Als jemand, der 1966 das Licht der Welt erblickte, kann ich mich noch dunkel daran erinnern, wie die Sesamstraße zu Beginn der 1970er Jahre nach Deutschland kam: mit Herrn Huber, Bibo und Oskar aus der Mülltonne. Kulturell geprägt haben mich wohl eher amerikanische Spielfilme und TV-Serien, aber die Puppen von Jim Henson sind – auch und vor allem durch die spätere Ausstrahlung der Muppet-Show – fest verankert in der DNA meiner Kindheit. Wahrscheinlich können das die meisten Menschen meines Jahrgangs von sich behaupten – zumindest in der westlichen Welt.
Dass sich die berühmte Kinderserie schnell zu einem äußerst erfolgreichen Exportschlager entwickelte, war mir durchaus bekannt. Dass sie von 1996 bis 2010 auch in Russland und vielen ehemaligen Sowjetrepubliken ausgestrahlt wurde, ebenfalls mit großem Erfolg, wusste ich jedoch nicht –, bis ich vor kurzem auf das Buch von Natasha Lance Rogoff aufmerksam wurde, das in der deutschen Übersetzung von Frank Sievers 2023 bei Suhrkamp Nova erschienen ist. »Die völlig verrückte Geschichte, wie die Sesamstraße nach Russland kam« lautet der Untertitel und er verheißt zunächst Slapstick und lustige Unterhaltung, wie wir sie von Ernie & Bert, Grobi und dem Krümelmonster kennen und lieben.

* Bereitgestelltes Material *
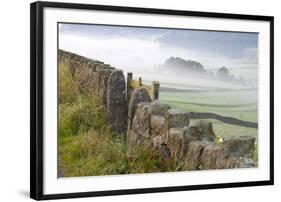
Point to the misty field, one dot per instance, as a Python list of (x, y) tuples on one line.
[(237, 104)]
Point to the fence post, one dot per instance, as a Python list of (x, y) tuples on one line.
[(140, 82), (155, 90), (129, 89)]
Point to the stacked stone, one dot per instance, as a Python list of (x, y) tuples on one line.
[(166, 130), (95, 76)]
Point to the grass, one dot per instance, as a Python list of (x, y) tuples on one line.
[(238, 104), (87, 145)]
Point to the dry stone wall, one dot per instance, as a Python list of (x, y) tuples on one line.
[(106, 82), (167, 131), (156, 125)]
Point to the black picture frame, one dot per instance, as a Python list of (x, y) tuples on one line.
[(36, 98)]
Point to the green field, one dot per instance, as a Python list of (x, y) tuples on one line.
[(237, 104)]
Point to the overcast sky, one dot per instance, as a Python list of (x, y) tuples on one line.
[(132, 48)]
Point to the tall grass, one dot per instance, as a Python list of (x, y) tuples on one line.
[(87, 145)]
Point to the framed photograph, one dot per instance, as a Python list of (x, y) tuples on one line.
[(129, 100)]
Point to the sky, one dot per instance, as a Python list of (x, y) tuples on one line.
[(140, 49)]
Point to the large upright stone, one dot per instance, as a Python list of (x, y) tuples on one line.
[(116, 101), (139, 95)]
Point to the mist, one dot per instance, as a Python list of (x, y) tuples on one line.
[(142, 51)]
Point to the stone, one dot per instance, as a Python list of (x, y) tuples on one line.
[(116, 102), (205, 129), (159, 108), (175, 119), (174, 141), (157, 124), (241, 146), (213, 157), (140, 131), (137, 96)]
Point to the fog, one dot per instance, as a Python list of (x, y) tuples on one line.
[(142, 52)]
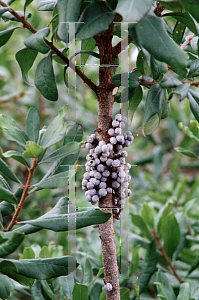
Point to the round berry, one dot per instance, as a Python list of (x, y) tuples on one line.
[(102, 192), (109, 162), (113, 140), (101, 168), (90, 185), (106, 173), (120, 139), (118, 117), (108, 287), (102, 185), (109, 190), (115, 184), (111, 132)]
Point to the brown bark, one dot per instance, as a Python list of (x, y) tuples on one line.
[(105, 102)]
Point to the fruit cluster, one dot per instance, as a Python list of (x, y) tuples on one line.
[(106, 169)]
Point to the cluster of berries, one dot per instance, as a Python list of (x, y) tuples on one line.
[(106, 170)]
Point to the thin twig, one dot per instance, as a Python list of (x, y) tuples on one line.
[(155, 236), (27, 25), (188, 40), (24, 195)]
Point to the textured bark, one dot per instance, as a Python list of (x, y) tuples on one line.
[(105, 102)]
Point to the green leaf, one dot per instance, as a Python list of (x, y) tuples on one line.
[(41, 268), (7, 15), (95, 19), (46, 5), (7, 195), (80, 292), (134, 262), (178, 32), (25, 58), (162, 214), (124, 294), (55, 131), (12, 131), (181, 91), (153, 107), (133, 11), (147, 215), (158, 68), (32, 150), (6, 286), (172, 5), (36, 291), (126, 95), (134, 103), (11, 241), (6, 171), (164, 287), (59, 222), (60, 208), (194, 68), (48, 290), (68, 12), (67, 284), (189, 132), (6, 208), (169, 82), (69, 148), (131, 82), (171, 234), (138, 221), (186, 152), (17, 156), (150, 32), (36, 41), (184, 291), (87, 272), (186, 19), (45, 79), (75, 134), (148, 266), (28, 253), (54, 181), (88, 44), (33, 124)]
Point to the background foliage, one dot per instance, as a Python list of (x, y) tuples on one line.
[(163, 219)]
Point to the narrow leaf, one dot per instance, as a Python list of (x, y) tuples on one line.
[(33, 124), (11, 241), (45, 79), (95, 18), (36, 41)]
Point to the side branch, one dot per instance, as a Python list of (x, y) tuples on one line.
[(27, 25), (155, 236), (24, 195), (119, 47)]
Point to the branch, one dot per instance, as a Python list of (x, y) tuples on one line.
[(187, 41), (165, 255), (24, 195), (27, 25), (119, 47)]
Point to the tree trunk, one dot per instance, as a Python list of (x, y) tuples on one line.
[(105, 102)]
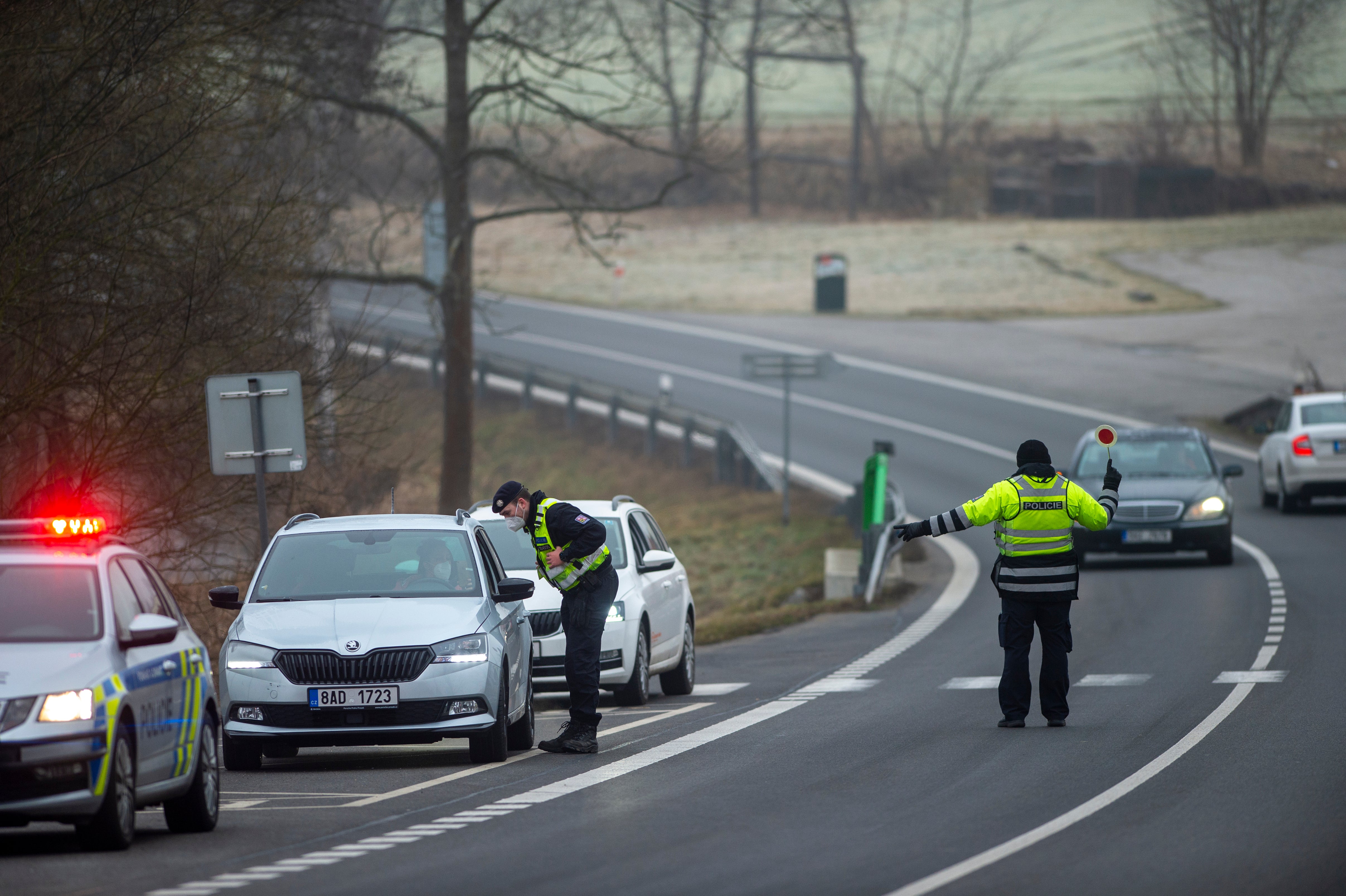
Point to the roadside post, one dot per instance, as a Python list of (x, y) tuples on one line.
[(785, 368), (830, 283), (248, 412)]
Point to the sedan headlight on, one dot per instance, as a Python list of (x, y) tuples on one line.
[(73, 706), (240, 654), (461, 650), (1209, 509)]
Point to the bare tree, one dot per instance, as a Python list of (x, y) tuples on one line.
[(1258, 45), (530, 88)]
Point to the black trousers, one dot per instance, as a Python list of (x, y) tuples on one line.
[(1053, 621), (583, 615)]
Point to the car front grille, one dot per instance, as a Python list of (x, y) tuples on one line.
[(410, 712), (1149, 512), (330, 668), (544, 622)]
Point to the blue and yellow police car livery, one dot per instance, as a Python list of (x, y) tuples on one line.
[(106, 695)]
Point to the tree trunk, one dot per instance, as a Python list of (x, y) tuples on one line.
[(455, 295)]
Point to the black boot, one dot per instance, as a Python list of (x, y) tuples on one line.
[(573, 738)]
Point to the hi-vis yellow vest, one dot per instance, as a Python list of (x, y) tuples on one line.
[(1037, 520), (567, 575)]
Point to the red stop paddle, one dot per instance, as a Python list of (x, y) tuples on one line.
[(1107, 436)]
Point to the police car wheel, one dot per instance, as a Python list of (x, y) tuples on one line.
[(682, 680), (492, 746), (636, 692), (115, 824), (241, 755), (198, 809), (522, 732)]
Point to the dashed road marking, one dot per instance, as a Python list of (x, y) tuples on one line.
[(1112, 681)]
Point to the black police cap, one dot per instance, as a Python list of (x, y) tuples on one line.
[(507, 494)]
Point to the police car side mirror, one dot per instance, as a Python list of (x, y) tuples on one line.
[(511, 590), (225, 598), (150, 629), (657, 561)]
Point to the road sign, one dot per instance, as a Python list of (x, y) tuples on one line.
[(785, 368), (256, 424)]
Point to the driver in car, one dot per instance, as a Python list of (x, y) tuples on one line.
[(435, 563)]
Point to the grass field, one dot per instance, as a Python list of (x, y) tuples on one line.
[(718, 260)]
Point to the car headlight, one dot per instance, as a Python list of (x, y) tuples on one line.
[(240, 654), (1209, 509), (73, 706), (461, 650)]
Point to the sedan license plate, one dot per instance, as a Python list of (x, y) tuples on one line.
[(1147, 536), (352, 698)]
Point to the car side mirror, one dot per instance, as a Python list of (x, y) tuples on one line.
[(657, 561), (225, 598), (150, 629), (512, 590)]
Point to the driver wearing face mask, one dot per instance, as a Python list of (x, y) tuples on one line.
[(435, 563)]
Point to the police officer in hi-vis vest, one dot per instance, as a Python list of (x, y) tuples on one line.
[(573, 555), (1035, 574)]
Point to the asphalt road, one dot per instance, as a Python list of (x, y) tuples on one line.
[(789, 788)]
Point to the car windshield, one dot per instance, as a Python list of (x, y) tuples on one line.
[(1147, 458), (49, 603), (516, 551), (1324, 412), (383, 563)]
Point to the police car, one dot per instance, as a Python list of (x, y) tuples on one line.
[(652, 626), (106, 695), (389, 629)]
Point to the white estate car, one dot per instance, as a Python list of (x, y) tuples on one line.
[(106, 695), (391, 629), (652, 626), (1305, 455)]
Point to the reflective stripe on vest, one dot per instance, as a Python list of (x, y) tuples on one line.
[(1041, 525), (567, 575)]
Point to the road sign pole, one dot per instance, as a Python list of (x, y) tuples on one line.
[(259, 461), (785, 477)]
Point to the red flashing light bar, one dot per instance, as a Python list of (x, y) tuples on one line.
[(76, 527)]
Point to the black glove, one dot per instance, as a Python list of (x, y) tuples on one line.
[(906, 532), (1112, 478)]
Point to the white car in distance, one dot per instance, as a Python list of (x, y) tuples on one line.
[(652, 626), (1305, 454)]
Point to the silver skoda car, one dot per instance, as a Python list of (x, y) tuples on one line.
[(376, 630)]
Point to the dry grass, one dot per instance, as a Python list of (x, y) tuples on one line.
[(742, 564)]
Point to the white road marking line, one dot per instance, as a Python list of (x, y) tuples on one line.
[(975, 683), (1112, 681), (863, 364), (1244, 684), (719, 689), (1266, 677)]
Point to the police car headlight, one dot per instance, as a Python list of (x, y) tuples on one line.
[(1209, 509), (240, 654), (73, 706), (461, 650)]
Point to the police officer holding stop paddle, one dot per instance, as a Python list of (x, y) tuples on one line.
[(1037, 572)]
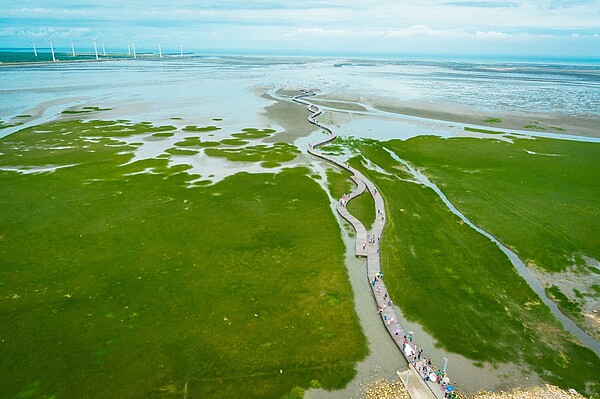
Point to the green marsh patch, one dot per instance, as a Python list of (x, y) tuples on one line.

* Zu bearbeiten *
Schreib bitte aus dem Text über die Sesamstraße die Stelle von „Als jemand, der“ bis „der westlichen Welt.“ wortgetreu ab. Das Material ist hierfür ohne Belang.

* Gelöste Aufgabe *
Als jemand, der 1966 das Licht der Welt erblickte, kann ich mich noch dunkel daran erinnern, wie die Sesamstraße zu Beginn der 1970er Jahre nach Deutschland kam: mit Herrn Huber, Bibo und Oskar aus der Mülltonne. Kulturell geprägt haben mich wohl eher amerikanische Spielfilme und TV-Serien, aber die Puppen von Jim Henson sind – auch und vor allem durch die spätere Ausstrahlung der Muppet-Show – fest verankert in der DNA meiner Kindheit. Wahrscheinlich können das die meisten Menschen meines Jahrgangs von sich behaupten – zumindest in der westlichen Welt.